:: PROVIDED DATA

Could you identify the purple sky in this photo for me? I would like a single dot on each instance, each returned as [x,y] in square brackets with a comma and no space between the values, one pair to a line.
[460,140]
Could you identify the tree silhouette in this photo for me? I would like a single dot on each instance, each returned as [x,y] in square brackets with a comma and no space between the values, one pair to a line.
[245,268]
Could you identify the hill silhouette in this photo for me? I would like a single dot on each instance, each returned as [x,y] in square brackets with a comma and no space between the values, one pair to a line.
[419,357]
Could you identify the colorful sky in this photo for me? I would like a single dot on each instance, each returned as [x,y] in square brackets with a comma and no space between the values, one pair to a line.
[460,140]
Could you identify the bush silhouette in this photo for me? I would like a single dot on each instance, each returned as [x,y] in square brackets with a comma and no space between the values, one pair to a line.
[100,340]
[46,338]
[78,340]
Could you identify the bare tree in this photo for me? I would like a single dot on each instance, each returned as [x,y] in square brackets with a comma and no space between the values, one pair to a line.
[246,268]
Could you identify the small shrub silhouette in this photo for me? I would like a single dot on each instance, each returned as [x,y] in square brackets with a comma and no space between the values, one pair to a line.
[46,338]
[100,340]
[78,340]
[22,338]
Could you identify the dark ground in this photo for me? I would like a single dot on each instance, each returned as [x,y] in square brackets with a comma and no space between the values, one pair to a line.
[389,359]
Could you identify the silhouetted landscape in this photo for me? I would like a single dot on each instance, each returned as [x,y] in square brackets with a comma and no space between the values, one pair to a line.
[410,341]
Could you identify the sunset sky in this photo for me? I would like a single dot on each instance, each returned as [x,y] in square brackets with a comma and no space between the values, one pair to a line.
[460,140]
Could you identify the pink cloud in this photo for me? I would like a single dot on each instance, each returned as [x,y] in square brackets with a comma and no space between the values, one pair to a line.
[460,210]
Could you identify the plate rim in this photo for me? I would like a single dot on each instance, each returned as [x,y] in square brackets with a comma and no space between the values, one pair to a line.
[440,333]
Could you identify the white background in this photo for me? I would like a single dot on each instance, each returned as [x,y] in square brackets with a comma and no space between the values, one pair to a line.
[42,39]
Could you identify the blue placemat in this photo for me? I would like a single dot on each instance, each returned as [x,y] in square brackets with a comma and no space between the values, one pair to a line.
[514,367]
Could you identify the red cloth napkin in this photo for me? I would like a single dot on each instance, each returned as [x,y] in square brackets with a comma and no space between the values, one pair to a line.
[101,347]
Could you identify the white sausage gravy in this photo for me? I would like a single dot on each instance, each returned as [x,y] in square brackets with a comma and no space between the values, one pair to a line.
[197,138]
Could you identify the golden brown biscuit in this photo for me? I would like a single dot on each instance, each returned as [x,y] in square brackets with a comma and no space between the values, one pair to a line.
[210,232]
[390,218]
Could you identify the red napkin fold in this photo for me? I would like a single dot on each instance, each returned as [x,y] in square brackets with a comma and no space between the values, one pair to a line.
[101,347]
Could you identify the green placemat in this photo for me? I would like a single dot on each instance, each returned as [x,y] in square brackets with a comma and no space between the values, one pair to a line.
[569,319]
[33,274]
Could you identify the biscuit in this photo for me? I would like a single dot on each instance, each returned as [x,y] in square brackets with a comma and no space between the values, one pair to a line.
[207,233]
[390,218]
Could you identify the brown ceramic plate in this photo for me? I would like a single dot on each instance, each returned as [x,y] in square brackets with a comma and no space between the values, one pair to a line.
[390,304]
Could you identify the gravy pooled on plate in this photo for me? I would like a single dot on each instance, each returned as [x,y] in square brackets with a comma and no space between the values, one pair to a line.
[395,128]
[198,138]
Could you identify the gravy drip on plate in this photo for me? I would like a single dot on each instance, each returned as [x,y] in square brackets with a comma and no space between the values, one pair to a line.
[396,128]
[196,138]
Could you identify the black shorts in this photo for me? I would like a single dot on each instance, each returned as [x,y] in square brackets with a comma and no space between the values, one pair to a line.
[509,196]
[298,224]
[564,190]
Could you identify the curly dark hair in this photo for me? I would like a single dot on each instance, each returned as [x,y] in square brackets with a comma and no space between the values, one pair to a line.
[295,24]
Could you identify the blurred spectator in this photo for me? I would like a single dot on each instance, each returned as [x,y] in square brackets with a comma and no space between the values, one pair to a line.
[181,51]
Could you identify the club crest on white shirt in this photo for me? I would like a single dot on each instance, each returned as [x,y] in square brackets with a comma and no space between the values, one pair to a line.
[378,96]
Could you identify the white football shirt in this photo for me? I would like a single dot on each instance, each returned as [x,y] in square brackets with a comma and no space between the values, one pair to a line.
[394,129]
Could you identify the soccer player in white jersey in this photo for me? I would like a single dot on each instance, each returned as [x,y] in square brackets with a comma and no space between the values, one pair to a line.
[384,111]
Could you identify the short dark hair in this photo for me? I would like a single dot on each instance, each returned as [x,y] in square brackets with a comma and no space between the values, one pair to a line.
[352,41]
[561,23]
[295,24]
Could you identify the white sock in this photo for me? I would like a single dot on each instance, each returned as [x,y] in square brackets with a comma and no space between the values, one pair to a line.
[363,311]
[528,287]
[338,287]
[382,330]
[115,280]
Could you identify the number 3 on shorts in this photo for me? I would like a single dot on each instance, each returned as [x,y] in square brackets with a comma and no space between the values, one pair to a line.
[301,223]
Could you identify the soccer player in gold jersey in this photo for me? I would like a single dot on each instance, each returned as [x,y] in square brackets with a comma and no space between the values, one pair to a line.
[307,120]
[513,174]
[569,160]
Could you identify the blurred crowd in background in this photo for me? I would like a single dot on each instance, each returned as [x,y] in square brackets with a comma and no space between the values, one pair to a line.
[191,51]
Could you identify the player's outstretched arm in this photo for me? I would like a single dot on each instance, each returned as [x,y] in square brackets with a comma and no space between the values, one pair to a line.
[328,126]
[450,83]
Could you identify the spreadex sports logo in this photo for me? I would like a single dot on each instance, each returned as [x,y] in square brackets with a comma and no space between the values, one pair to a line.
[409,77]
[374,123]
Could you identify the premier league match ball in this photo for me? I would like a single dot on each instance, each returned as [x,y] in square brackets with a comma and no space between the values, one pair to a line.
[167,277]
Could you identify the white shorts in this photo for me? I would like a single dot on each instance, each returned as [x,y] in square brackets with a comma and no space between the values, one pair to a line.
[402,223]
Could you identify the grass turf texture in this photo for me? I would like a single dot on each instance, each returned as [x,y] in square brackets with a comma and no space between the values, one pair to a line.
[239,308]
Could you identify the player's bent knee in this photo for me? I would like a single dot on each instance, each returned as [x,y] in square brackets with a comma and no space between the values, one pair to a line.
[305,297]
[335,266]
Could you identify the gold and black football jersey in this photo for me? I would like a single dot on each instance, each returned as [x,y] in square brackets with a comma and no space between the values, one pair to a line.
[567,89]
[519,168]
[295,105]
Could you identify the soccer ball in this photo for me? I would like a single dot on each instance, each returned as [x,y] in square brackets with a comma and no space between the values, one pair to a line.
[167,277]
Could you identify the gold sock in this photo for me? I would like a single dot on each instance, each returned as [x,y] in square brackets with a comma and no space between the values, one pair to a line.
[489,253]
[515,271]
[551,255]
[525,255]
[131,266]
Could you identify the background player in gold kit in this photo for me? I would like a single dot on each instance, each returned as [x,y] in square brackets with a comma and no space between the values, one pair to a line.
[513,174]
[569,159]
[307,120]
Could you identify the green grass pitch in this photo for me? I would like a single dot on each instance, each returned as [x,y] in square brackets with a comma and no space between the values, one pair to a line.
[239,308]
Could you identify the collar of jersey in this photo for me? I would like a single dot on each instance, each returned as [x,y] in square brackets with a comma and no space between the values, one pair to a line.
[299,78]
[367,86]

::::

AIM:
Turn all of the lines above into a numbered list, leaving out any blank ones.

RESPONSE TO THIS TASK:
1. Could you identify the purple sky in this photo for me? I would like a single dot on each instance, each returned as [x,y] in square brackets with a comma and no space between the values, one pair to a line.
2. [460,140]
3. Could you identify the tree silhouette in this photo for me? I would like a single dot on each instance, each returned as [x,y] in square brackets with a comma and no space between the values, one pair to a line.
4. [245,268]
5. Could you identify the hill silhouette in this photo for me? I would like a single dot on each instance, each returned as [x,y] in square brackets with a comma and no space between the values, one pair to a line.
6. [419,357]
7. Could you identify the colorful sky in this photo for me? I would like a single dot on each instance, each returned as [x,y] in square brackets with a comma and no space between the values, one pair to a line.
8. [460,140]
9. Could you identify the bush silhouette in this photo for me? I would like a single dot on each instance, each returned as [x,y] in square brackets with a comma and no space between the values, one pair to a line.
10. [100,340]
11. [46,338]
12. [78,340]
13. Could you identify the bare tree in this photo for me? I would like a single dot on each instance, each returned as [x,y] in square brackets with a comma and no space between the values, one pair to a line.
14. [246,268]
15. Could you identify the small shrub silhouette in this photo for me? I would like a single dot on each instance, each returned as [x,y] in square brackets with a comma and no space between the values, one pair to a line.
16. [46,338]
17. [100,340]
18. [78,340]
19. [22,338]
20. Could you identify the dark ground in this photo for me? I would like a single dot on each instance, each returned as [x,y] in square brackets with a comma and no space between the values, one pair to a line.
21. [389,359]
22. Could you identify the silhouetted landscape in this photo for me? I would like a single dot on each instance, each returned as [x,y] in square brackets with a comma and no space between the values, one pair to a line.
23. [410,341]
24. Could you identify the sunset sky in this photo for me? I would like a single dot on each instance, each returned as [x,y] in square brackets with a comma and no space between the values, one pair to a line.
25. [460,140]
26. Could you identify the pink cloud in this photo for me? I would like a single dot on each instance, each returned as [x,y] in square brackets with a comma and no space between the values, one pair to a line.
27. [460,210]
28. Could you identify the plate rim in this photo for me? I would like a single dot on each instance, each returned as [x,y] in square brackets with a comma and no space between the values, one pair to a line.
29. [440,333]
30. Could you identify the white background in this photo for me? I would like a single dot on each instance, each returned as [x,y] in square brackets with a comma and no space between the values, one pair to a line.
31. [42,39]
32. Could you identify the blue placemat in this photo for me? I would like a single dot on each instance, each returned as [x,y] in square brackets with a comma and no space between the values, one pair to a line.
33. [514,367]
34. Could you identify the red cloth napkin in this photo for me? I would like a single dot on each instance, each returned as [x,y] in square brackets with a comma and no space between the values, one pair to a line.
35. [101,347]
36. Could you identify the white sausage gravy in this photo for me? I would like a single dot on each instance, each returned as [x,y] in square brackets with a comma and no space between the values, one pair to a line.
37. [197,138]
38. Could you identify the golden brown biscuit in this photo for me? I would like a single dot on each instance, each returned as [x,y] in square brackets with a comma and no space between the values, one pair to a line.
39. [210,232]
40. [390,218]
41. Could you identify the red napkin fold in this photo for me? I would like a single dot on each instance, each returned as [x,y] in square brackets with a comma and no space between the values, one pair to a line.
42. [101,347]
43. Could you identify the green placemat in this photo for me? I would like a single dot on each instance, each returned as [x,y] in square brackets with a comma and no space between the values, one pair to a line.
44. [569,319]
45. [33,274]
46. Could you identify the biscuit in this photo for me? I would like a single dot on each instance, each returned as [x,y] in square brackets with a comma and no space between the values, one pair to a line.
47. [207,233]
48. [390,218]
49. Could you identify the brown ceramic plate in this photo for me? I would like a single dot on each instance, each returned as [x,y] in square brackets with a comma and no space between the values, one pair to a line.
50. [390,304]
51. Could you identify the gravy pooled on plate in this photo for me? I would like a single dot on each instance, each returned as [x,y] in square brackets with a comma and no space between the values, one pair to a line.
52. [395,128]
53. [198,138]
54. Could you identify the gravy drip on plate in this photo for me? I would like a single dot on each instance, each returned as [x,y] in square brackets with a comma and no space between the values, one pair to a line.
55. [396,128]
56. [196,138]
57. Could you identify the black shorts in this photo for me? I would like a single dot on each instance, each returned as [x,y] in square brackets with a comma and no space between the values, one pair to a line.
58. [509,196]
59. [298,224]
60. [564,190]
61. Could you identify the curly dark hair in this photo for me? I would like a single dot on each instance, each returned as [x,y] in square brackets with a comma and no space between the values, one pair to a line.
62. [295,24]
63. Could you identify the blurred spectator in this photo for me? I would like a single dot on each instance, each returned as [x,y] in square brackets with a comma and no space between the values, one pair to a line.
64. [181,51]
65. Could you identify the club crest on white shirt in this photo for me? I would like a single dot on each instance, each returned as [x,y] in square brackets with a comma and no space between the values, one pair to a line.
66. [378,96]
67. Could you identify the white football shirt in this photo for me? I would like a single dot on each instance, each returned as [x,y] in square brackets with a comma and no space between the values, one pair to a line.
68. [394,129]
69. Could you identify the soccer player in white jersey in this photo for me? I would like a single dot on each instance, each returned as [x,y] in square brackets with a comma and no space between the values, one pair to a line.
70. [384,111]
71. Could you identify the short dark hair in this photo for me? I would like a single dot on each instance, each returned as [x,y] in square brackets with a comma and no space between the values, one pair to a line.
72. [352,41]
73. [561,23]
74. [295,24]
75. Could you identify the white sock in this photo for me? I would like a single dot on each instance, each returned as [x,y] in square brackets with a comma and no space between the values, one pair to a line.
76. [363,311]
77. [528,287]
78. [338,287]
79. [382,330]
80. [115,280]
81. Could you identify the number 3 on shorts in this photo for me? I would like a single dot on each instance, each returned as [x,y] in square brackets with a comma and no space between the values, one pair to a line.
82. [301,223]
83. Could you identify the soccer player in gold jersey in this photo for me? I would like a single dot on each instance, each returned as [x,y] in square brackets with a comma and no space between the values, one pair to a line.
84. [307,120]
85. [513,174]
86. [569,160]
87. Could you identify the blurred crowd in background in this photo for me? I would like a single dot on each instance, each returned as [x,y] in square brackets with a comma and no space between the values, one pair to a line.
88. [191,51]
89. Could you identify the player's outstretched arm in this photo for me? I would like a single dot on each instance, each returned as [x,y] in square brackets with a comma and no space between the values, one pair to a line.
90. [328,126]
91. [450,83]
92. Could you identify the spreadex sports logo in this photo for me? I would like a single dot on each instance, each returned as [x,y] in square brackets with a comma and no space between the values, one pair to a line.
93. [409,77]
94. [374,123]
95. Could you identify the premier league match ball in this photo for me? I would like a single dot on each instance, each returned as [x,y] in square brackets with a comma and no space between the values, one pair to a line.
96. [167,277]
97. Could you identify the white shorts in this photo for me? I would like a single dot on each instance, each returned as [x,y] in square brackets with a comma and no space between the values, one pair to a line.
98. [402,223]
99. Could you identify the grass turf texture in this photo for me? I would like a single dot on each instance, each returned as [x,y] in square brackets with a comma and no space between the values, one pair to a line.
100. [239,308]
101. Could you identify the player's bent knee in this photo for me? I would like a single dot on each instance, each returned as [x,y] in square brackets with a comma and no space between the values, one pair to a line.
102. [305,297]
103. [335,266]
104. Could you identify the gold and black football jersey in this photo for me? I would like a single dot on each instance, each returned as [x,y] in square brackets with a comma and no space between the values, one pair to a line.
105. [567,89]
106. [519,168]
107. [295,105]
108. Could you identify the soccer ball in this photo for me? I would like a single dot on each instance, each returned as [x,y] in square brackets with a comma and no space between the values, one pair to a line.
109. [167,277]
110. Could you identify the gold sock in this photo for me? I would like a single dot on each instance, each returned as [x,y] in square brackets with a comma and no space between the values, one pair to a line.
111. [489,253]
112. [515,271]
113. [551,255]
114. [525,255]
115. [131,266]
116. Could you identify the background player in gold kit in this photo for me? I would like a single dot on each instance, each returned as [x,y] in square brackets with a comma and no space between the values, one pair to a line.
117. [513,174]
118. [569,159]
119. [307,120]
120. Could you identify the green grass pitch in this photo for me? I would like a single dot on each instance, each returned as [x,y] in square brackets with a comma and no space between the values, one pair to a line.
121. [239,308]
122. Could you identify the collar of jersey in this photo for me? I would like a single dot on each instance, each returned as [x,y] in square brackets with a comma and no space between the values, one pair to a line.
123. [299,78]
124. [367,86]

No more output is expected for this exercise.